# [TASK INSTRUCTIONS]
**a.** According to the article about Seinfeld and mobile technology, in what year did The Chinese Restaurant first air?
**b.** From the article about Seinfeld and mobile technology, reproduce word for word the passage that begins with the words containing "Looking back at" and ends with "in a restaurant.".

======== TEXT FOR ANALYSIS ========

See how technology has changed everyday life as we re-examine a classic 90s sitcom.
Looking back at Seinfeld, the so-called show about nothing, makes us realize how mobile technology has changed everything.
Let’s examine The Chinese Restaurant, a classic Seinfeld episode that first aired in 1991. That was over 25 years ago, when smartphones and tablets still didn’t exist. If Jerry, George, Kramer and Elaine had mobile devices back then, how would that iconic half hour of television have unfolded differently?
I’m choosing Seinfeld because it was a TV show about the small things that happen, the daily minutiae that would never seem important enough to form the plot lines of a television series. Finding a parking spot. Battling for the last loaf of bread at a bakery. Or, as in this particular episode, waiting for a table in a restaurant.
By analyzing how mobile devices would have impacted these everyday moments in one broadcast of Seinfeld, we can see how those devices have changed almost every facet of our lives since the show’s heyday.
As its title suggests, the entire episode takes place inside a Chinese food restaurant.
Jerry, George and Elaine have stopped there to grab a quick bite before catching the cult sci-fi flick Plan 9 From Outer Space at a nearby theatre. But the maître d’ makes them wait for a table.
Jerry worries about missing the movie. Elaine gets hangry. George waits to use a payphone so he can call his girlfriend. (Sorry, Kramaniacs — Kramer doesn’t appear in this episode.)
At the end, they give up waiting and leave the restaurant. Seconds later, the maître d’ calls out that a table is finally available.
With mobile devices, it all could have been so different …
Elaine: “Jerry, get menus so when we sit down we’ll be able to order right away.”
With smartphones or tablets, Jerry could have just viewed the menu online and used an app to reserve a table before leaving his apartment. According to figures compiled by Benbria, more than 90 per cent of smartphone users search for information about restaurants on their devices and 70 per cent use their phones to view restaurant menus.

======== LISTED RECORDS ========

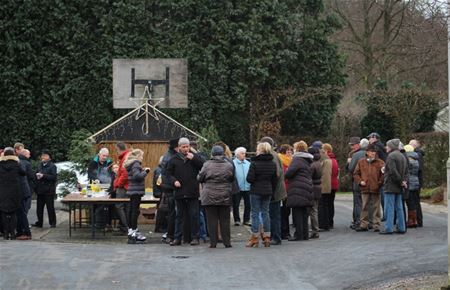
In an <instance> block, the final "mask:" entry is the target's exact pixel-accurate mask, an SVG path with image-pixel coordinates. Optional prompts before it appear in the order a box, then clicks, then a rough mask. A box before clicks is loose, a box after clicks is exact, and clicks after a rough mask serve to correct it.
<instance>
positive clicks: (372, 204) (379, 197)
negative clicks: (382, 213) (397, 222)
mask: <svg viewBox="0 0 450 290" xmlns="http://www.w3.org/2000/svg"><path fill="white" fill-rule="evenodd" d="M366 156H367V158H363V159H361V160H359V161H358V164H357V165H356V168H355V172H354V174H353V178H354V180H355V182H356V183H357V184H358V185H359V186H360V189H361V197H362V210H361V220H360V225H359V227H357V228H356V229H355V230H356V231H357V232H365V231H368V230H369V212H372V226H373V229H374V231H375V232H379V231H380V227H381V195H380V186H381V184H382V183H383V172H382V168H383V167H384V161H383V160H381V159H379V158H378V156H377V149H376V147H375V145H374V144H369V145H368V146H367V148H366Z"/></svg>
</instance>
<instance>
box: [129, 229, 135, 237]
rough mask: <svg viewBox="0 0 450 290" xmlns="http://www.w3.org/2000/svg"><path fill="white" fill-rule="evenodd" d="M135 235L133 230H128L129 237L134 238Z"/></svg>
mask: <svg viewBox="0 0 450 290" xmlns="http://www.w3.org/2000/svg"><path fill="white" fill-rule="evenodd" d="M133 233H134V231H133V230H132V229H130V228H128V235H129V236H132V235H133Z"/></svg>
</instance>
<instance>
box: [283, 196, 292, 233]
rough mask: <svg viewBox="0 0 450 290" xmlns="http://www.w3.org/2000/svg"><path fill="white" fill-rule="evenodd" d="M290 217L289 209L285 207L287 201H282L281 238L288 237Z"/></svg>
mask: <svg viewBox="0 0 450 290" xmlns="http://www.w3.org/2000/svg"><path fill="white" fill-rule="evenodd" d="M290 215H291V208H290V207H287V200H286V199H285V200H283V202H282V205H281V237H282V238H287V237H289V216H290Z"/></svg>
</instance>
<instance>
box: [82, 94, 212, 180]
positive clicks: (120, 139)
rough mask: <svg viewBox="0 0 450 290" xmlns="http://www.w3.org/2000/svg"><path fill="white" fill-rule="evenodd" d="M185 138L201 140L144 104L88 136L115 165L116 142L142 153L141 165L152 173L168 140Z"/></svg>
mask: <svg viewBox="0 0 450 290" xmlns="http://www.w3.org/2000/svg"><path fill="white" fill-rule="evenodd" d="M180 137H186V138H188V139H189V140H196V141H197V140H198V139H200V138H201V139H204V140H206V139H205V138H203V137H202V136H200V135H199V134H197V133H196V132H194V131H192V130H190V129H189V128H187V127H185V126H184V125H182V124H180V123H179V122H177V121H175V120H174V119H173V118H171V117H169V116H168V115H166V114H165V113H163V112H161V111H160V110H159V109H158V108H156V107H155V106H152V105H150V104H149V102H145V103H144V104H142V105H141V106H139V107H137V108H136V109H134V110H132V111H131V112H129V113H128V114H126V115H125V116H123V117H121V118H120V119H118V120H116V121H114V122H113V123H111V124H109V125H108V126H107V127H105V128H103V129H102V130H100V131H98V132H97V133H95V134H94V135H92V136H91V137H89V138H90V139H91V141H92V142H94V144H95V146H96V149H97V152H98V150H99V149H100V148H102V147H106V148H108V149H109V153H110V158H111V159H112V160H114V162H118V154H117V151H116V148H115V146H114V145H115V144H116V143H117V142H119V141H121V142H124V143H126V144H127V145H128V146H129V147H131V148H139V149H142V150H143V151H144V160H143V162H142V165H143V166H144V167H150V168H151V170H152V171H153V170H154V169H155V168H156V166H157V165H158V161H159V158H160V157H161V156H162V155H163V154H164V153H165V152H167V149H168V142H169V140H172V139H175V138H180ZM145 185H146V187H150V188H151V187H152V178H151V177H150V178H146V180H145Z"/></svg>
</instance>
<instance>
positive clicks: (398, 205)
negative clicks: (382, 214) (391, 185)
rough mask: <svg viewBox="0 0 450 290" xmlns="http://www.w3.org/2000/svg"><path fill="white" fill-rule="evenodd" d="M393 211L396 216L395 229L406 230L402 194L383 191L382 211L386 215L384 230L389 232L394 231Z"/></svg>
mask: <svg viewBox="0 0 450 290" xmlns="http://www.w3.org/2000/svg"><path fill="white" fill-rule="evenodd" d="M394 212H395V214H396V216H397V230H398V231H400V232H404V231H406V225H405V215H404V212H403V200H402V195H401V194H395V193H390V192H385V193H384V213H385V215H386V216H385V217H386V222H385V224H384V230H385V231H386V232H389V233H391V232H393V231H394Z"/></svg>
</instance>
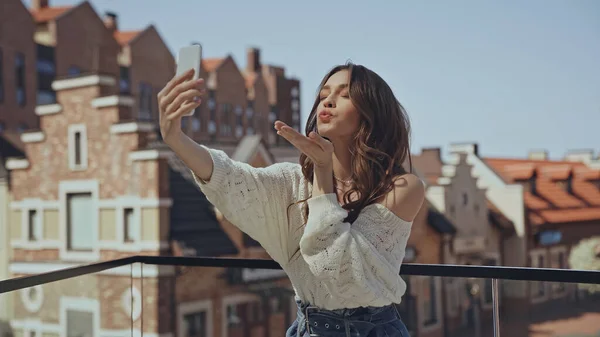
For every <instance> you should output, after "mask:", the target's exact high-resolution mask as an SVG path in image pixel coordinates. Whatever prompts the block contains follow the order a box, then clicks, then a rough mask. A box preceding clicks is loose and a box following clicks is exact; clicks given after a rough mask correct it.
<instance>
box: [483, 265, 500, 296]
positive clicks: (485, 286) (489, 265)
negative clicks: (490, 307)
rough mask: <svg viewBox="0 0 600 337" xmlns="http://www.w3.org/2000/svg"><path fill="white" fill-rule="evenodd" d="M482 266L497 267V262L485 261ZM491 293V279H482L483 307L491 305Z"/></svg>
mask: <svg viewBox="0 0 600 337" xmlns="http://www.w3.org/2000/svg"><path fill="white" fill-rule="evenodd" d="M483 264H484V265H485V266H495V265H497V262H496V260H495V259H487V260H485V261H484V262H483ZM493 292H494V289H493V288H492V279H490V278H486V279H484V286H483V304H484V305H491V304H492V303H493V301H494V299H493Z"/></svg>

========

# [ANSWERS TO THE PROBLEMS]
**a.** 1991

**b.**
Looking back at Seinfeld, the so-called show about nothing, makes us realize how mobile technology has changed everything.
Let’s examine The Chinese Restaurant, a classic Seinfeld episode that first aired in 1991. That was over 25 years ago, when smartphones and tablets still didn’t exist. If Jerry, George, Kramer and Elaine had mobile devices back then, how would that iconic half hour of television have unfolded differently?
I’m choosing Seinfeld because it was a TV show about the small things that happen, the daily minutiae that would never seem important enough to form the plot lines of a television series. Finding a parking spot. Battling for the last loaf of bread at a bakery. Or, as in this particular episode, waiting for a table in a restaurant.